* _TASK BRIEF_
Rewrite the records from the line holding "Where can you spot the dark" through the end of the records, both ends included, putting "coat" wherever "jacket" appears and leaving everything else unchanged.

* _Records from a data source_
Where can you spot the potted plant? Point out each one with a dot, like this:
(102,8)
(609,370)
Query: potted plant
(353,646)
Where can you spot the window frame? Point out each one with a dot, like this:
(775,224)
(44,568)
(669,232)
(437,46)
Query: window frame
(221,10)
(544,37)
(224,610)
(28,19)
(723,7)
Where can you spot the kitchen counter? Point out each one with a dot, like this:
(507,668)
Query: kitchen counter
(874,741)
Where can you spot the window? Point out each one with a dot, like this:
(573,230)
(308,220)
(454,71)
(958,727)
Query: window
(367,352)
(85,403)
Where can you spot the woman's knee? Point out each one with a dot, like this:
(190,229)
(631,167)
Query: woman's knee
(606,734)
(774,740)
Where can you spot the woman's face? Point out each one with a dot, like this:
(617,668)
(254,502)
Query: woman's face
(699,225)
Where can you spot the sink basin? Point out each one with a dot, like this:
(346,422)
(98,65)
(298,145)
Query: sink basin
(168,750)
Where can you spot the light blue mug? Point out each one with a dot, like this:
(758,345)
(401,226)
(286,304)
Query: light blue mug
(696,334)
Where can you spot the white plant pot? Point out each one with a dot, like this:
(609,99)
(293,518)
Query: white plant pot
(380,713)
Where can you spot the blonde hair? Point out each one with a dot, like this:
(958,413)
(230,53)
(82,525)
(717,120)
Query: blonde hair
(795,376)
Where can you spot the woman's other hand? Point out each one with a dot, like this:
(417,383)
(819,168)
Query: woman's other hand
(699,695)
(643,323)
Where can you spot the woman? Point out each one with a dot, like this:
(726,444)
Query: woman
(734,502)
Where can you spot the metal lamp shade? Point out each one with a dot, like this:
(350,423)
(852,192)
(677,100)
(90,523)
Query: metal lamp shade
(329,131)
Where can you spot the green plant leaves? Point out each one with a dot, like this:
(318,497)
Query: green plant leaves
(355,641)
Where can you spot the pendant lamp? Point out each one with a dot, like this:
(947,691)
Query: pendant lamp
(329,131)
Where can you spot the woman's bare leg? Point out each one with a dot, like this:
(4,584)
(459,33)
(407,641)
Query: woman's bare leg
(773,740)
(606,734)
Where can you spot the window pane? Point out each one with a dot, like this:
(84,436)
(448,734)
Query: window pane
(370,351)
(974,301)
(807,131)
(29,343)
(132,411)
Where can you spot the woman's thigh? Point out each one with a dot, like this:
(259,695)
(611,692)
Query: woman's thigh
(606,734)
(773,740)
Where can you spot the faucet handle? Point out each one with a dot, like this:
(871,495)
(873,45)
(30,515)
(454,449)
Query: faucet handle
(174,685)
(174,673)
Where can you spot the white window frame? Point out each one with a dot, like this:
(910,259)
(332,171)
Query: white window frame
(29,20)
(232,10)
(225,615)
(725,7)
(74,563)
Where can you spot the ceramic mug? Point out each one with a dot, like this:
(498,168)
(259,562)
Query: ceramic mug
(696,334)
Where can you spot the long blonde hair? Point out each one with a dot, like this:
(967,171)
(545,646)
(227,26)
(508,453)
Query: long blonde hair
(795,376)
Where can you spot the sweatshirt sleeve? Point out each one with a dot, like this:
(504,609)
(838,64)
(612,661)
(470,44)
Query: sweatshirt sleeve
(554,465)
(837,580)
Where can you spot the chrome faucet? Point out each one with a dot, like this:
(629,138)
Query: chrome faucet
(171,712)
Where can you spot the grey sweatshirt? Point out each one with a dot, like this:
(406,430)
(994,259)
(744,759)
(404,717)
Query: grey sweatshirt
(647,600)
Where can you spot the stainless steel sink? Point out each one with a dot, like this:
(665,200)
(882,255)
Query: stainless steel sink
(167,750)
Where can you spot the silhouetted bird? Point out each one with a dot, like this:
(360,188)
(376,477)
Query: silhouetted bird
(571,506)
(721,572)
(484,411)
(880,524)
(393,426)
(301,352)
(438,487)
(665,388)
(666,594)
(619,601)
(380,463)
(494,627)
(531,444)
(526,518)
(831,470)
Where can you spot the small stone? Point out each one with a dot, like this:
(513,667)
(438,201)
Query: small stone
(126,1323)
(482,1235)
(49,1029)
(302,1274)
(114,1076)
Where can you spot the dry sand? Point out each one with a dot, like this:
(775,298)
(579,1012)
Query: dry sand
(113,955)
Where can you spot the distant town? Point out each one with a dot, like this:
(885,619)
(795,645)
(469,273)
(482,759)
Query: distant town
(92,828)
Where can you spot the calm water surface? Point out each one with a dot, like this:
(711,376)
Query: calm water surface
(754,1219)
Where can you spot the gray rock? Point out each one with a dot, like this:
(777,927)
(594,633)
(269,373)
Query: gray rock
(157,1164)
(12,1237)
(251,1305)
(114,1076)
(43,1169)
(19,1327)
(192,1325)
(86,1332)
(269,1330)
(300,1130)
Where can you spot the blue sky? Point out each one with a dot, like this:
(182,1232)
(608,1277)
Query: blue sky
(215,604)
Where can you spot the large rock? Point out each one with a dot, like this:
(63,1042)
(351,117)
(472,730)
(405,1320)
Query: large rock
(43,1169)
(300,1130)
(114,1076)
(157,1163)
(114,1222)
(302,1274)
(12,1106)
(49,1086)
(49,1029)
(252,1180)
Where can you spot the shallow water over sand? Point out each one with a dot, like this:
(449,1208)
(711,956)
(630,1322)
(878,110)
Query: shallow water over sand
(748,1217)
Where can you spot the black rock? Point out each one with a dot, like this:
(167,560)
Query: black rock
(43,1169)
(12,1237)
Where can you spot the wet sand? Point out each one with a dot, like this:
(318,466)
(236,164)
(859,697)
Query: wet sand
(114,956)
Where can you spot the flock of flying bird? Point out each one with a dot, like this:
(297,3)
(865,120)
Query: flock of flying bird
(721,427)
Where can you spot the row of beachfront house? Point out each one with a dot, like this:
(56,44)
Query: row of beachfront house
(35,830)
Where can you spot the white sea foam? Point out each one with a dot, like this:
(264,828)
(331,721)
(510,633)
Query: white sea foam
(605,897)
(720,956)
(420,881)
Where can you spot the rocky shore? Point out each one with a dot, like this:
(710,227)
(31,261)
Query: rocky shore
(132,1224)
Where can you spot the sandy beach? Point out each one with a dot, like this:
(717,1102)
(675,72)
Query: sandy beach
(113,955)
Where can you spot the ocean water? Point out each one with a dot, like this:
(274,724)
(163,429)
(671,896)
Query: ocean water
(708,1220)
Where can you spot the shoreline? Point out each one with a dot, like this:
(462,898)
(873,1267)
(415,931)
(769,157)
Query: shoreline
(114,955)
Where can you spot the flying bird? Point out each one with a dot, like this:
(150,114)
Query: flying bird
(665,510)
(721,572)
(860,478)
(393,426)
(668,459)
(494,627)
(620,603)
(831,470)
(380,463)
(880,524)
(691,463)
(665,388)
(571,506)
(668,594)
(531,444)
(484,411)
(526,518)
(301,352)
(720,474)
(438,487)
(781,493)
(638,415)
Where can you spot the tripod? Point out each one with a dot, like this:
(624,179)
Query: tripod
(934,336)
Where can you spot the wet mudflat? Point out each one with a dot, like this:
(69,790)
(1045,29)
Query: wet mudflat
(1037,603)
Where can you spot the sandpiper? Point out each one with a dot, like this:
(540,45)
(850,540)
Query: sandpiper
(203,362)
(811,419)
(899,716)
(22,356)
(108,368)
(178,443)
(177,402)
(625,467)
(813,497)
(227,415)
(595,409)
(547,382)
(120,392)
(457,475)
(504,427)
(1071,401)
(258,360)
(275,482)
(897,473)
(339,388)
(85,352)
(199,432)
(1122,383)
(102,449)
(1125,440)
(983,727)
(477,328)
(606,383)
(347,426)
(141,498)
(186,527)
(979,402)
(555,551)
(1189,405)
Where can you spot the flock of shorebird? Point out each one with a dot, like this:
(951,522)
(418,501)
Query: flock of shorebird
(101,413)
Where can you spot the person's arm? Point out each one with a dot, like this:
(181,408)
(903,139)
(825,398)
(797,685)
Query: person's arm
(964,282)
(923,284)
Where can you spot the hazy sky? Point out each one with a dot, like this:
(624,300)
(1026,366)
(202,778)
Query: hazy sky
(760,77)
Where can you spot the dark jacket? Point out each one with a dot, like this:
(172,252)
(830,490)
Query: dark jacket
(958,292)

* _EXERCISE RESULT_
Where can you spot the dark coat? Point out each one with a dot, like this:
(172,252)
(830,490)
Query: dark coat
(958,292)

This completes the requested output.